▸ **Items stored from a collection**

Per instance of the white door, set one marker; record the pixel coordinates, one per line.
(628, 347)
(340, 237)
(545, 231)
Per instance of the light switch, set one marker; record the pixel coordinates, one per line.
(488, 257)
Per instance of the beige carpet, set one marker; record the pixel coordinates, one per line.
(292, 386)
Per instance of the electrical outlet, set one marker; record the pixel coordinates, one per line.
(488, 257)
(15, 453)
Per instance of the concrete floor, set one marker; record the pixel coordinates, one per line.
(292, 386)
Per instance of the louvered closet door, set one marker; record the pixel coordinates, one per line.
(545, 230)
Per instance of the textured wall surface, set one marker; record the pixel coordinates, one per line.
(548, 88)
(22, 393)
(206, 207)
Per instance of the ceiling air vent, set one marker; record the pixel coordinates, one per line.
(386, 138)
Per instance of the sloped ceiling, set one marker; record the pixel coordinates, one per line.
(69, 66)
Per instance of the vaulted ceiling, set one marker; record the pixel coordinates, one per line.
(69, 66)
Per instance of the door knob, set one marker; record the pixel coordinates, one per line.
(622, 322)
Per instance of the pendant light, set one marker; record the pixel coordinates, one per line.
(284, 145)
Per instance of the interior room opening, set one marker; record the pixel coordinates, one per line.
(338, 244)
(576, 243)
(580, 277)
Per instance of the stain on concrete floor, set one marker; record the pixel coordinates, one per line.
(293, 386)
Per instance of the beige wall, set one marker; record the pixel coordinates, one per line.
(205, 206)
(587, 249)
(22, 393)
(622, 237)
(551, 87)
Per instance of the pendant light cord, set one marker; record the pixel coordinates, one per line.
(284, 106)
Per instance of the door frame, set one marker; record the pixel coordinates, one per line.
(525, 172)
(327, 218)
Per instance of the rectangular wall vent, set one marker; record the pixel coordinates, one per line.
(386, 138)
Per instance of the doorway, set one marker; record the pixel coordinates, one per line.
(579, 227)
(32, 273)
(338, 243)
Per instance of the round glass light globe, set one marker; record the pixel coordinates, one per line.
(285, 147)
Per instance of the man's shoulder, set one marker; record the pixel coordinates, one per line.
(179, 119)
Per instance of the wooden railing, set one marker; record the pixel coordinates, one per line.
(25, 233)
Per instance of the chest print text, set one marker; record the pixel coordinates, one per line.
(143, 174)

==

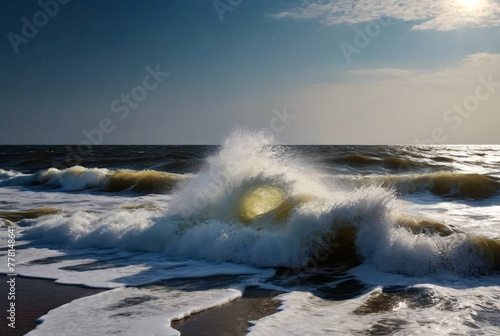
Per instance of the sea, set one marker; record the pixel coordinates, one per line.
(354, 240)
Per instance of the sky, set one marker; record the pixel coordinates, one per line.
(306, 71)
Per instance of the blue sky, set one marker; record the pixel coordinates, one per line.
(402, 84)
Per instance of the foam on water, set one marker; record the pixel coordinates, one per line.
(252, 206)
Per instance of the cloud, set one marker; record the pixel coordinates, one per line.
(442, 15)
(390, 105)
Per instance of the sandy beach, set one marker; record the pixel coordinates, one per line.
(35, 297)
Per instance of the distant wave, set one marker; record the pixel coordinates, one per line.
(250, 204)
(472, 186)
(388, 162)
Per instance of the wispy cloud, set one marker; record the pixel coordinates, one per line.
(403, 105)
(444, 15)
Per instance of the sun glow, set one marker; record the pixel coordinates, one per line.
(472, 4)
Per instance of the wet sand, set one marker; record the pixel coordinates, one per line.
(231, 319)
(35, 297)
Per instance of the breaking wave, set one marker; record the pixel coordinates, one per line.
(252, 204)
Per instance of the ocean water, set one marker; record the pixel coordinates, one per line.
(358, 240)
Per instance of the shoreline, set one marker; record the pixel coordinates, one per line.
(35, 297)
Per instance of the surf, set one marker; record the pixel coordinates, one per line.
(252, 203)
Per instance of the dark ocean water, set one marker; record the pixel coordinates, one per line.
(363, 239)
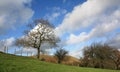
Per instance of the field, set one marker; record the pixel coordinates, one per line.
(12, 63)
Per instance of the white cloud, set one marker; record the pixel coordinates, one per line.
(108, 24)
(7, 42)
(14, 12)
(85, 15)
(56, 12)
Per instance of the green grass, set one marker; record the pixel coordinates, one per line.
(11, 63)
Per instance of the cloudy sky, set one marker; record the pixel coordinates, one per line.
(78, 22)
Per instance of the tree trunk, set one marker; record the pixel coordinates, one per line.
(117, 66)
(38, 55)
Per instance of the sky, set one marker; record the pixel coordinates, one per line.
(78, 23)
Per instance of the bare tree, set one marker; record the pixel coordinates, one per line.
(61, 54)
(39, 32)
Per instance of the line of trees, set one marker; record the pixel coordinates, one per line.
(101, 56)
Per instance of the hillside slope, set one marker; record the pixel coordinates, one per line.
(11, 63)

▸ **Goal**
Please find each line in the records above that contains the word "water" and copy those lines.

▸ **Written answer**
Per instance of the foam on water, set one marker; record the pixel coordinates, one per line.
Per instance of the ocean water, set one marker; record the pixel coordinates, one per line.
Per instance of the dark ocean water, set one marker; record the pixel coordinates, one per line.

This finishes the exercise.